Saved data entries
:::::

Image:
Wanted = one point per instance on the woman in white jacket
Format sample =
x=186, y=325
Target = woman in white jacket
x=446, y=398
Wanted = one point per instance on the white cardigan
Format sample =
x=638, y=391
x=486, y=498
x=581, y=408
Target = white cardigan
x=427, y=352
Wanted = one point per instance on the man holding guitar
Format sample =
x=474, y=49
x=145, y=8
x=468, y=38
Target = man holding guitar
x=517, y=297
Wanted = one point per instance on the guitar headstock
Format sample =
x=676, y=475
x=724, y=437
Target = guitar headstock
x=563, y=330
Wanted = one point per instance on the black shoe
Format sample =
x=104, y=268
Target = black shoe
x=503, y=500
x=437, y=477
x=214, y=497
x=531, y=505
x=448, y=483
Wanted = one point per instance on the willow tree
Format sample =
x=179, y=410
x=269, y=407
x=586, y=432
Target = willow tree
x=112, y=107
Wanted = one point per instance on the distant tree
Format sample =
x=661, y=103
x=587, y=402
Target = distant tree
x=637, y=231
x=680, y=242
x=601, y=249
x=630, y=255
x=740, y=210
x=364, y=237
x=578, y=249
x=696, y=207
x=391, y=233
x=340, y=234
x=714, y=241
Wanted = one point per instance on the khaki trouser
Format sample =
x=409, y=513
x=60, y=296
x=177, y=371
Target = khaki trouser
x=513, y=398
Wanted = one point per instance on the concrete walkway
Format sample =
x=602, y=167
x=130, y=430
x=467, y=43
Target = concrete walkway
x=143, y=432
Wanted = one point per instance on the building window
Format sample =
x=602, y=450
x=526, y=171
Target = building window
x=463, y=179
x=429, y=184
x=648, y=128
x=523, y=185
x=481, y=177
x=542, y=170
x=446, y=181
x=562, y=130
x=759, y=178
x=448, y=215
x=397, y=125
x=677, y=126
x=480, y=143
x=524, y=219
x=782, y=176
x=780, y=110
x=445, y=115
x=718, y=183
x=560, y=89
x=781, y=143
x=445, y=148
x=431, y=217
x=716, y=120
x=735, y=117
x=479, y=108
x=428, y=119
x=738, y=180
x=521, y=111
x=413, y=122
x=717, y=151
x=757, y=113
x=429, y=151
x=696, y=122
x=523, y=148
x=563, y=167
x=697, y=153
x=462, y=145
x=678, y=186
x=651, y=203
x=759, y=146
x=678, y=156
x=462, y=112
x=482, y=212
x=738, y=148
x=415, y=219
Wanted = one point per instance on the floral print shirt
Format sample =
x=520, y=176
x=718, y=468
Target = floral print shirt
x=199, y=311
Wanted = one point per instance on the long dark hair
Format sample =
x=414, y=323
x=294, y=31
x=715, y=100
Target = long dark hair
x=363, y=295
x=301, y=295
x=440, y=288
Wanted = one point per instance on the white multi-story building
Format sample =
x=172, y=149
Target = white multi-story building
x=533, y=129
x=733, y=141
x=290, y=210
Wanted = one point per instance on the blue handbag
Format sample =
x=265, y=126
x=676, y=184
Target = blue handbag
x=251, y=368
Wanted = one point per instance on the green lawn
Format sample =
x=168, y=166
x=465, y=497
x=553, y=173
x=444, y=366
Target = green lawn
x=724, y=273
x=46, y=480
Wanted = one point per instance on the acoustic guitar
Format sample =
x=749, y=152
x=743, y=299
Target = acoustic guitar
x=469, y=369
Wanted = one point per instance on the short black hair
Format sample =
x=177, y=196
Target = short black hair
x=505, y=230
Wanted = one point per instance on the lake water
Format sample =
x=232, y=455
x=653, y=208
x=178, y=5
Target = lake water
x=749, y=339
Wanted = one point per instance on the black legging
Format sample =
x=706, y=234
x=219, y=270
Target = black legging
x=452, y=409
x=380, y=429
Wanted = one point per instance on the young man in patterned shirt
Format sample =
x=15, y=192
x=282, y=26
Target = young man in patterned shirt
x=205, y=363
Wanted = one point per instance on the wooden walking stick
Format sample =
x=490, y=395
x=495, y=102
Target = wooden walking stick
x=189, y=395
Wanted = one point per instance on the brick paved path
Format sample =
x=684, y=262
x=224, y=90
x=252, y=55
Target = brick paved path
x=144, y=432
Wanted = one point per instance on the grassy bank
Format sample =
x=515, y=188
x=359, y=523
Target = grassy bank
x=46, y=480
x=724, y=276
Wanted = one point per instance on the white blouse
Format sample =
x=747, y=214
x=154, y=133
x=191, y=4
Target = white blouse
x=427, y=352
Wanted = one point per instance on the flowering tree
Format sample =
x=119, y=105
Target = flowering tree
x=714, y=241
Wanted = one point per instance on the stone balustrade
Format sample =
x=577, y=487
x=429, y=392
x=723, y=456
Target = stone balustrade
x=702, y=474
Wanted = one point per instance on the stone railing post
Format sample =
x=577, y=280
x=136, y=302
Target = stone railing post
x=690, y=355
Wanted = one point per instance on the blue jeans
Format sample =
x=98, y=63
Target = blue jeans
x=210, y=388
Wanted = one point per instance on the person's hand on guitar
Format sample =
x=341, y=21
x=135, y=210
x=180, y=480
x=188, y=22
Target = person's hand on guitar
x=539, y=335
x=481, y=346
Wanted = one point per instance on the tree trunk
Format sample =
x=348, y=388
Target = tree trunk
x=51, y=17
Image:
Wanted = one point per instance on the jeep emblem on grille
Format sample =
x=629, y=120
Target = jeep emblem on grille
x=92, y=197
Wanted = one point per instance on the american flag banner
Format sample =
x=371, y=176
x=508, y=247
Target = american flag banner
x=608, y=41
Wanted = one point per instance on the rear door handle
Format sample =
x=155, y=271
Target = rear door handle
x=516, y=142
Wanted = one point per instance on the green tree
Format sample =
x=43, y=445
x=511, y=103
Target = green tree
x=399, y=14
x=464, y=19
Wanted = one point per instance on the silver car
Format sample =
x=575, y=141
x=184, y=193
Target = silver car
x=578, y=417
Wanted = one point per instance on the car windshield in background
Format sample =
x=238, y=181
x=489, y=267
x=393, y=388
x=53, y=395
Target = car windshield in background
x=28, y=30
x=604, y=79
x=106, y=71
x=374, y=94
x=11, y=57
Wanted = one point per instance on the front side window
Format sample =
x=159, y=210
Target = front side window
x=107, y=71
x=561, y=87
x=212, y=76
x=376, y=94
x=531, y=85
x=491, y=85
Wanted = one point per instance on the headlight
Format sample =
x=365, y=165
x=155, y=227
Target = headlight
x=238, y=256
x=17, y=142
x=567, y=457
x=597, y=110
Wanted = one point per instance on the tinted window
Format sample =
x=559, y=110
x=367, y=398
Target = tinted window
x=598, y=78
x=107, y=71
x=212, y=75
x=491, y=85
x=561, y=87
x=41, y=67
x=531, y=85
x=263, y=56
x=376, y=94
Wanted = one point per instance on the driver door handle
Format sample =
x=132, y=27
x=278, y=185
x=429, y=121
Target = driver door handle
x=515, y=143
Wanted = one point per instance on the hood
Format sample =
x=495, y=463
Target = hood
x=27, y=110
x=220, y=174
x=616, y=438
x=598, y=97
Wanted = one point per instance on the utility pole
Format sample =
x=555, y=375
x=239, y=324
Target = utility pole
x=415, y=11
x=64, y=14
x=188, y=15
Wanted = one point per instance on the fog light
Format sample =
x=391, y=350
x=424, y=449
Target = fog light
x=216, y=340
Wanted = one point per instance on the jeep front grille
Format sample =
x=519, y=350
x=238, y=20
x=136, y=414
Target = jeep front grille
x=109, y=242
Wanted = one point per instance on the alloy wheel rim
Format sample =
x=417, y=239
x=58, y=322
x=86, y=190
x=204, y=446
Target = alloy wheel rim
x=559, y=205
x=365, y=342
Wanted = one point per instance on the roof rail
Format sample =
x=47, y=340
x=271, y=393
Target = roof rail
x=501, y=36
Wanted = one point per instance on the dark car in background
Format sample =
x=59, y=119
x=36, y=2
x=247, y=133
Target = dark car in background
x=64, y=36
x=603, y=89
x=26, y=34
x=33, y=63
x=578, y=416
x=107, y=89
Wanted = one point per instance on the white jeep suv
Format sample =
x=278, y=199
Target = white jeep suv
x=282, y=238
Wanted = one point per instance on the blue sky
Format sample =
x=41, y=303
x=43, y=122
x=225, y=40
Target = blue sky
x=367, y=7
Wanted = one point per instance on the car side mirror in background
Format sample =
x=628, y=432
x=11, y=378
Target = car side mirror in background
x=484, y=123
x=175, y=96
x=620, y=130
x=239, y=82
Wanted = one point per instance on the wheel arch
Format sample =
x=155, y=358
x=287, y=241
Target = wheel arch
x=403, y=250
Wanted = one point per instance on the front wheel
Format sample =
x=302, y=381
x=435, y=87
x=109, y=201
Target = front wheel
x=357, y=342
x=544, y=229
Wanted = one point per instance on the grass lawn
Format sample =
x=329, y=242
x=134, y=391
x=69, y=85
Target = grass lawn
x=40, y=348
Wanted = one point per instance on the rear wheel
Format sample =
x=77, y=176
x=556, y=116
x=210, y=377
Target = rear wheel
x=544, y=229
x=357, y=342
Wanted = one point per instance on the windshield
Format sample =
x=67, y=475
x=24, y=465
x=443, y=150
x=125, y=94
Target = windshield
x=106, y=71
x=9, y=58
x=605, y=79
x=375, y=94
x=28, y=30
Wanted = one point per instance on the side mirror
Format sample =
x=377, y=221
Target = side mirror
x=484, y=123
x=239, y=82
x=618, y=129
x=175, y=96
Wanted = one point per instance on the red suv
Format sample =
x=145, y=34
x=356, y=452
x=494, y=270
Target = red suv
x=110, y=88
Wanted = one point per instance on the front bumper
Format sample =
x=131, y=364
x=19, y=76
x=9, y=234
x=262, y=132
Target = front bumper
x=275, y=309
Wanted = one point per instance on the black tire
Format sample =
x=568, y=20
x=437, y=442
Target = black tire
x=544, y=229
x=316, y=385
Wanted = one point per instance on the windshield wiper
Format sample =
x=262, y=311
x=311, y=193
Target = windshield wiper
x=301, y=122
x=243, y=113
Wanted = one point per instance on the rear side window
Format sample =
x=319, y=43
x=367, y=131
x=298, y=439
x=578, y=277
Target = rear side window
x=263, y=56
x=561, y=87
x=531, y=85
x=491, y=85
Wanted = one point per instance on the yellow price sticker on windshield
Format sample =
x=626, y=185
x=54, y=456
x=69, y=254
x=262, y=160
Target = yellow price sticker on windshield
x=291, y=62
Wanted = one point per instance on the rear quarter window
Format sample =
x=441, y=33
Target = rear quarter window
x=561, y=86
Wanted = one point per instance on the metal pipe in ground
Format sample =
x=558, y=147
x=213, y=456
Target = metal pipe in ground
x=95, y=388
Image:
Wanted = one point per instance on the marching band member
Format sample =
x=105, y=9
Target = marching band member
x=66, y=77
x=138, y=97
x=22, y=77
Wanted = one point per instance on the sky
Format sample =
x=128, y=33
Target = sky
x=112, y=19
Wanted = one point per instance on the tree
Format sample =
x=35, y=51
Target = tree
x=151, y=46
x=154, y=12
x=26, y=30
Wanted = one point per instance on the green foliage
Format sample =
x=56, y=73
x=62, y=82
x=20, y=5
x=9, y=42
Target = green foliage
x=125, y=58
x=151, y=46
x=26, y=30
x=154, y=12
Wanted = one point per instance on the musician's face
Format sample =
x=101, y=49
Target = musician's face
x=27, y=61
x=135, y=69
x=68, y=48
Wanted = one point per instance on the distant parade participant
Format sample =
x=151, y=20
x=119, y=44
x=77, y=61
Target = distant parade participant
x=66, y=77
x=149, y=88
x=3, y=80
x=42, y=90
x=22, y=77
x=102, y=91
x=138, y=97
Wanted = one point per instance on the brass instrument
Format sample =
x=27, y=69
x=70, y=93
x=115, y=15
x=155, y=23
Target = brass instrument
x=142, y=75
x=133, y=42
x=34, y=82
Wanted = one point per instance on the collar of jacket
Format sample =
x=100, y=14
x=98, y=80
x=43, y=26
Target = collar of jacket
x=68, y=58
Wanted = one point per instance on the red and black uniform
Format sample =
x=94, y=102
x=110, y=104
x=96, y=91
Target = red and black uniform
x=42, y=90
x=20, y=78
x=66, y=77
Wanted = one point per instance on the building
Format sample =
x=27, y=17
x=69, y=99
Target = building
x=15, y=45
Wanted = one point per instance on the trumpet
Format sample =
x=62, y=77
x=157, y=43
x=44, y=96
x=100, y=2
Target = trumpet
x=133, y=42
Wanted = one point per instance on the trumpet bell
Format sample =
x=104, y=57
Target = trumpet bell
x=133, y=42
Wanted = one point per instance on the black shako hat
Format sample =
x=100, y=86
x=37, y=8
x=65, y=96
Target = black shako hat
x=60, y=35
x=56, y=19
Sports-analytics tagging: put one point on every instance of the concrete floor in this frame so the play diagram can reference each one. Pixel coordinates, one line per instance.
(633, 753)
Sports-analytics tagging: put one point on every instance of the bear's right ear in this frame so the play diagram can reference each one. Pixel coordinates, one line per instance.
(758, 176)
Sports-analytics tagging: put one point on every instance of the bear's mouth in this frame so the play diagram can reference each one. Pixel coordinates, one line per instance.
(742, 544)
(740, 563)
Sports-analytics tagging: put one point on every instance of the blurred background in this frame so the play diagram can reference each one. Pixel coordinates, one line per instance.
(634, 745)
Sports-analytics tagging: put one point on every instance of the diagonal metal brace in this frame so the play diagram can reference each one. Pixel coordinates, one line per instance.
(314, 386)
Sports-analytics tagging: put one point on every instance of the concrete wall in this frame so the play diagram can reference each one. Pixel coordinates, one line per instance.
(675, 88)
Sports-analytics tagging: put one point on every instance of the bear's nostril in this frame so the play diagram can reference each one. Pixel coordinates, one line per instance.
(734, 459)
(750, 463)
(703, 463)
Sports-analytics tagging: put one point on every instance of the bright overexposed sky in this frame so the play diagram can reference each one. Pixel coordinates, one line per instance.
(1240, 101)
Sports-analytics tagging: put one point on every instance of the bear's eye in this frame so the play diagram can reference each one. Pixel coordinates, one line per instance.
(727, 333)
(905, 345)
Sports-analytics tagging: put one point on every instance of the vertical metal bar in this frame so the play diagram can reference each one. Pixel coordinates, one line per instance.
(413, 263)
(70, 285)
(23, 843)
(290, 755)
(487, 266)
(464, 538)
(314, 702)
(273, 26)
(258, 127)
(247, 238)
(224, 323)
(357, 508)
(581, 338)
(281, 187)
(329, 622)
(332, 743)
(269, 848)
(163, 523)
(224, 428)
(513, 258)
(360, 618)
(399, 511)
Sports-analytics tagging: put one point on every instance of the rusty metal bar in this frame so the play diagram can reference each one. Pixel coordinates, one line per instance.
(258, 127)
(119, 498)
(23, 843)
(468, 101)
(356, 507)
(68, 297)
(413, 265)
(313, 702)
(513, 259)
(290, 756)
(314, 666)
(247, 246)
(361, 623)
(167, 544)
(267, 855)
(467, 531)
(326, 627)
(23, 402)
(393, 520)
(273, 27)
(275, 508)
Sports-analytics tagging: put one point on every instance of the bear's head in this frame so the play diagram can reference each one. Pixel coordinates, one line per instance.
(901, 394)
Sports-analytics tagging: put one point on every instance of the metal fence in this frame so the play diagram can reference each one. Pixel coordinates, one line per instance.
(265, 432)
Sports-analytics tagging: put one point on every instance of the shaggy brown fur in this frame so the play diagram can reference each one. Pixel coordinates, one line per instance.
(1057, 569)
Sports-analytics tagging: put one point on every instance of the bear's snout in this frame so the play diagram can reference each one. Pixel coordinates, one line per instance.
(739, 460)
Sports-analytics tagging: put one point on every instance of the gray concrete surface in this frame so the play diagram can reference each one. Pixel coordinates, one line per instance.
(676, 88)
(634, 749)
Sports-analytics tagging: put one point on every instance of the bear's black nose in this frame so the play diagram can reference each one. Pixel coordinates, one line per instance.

:::::

Exercise
Quote the data above from the line containing "Wanted = one point per instance on the headlight" to the line containing "x=367, y=398", inclusive, and stop.

Answer space
Wanted = one point per instance on the headlight
Format sample =
x=365, y=165
x=155, y=227
Target = headlight
x=238, y=256
x=17, y=142
x=567, y=457
x=597, y=110
Wanted = one point per instance on the tinted window
Format sample =
x=559, y=110
x=367, y=398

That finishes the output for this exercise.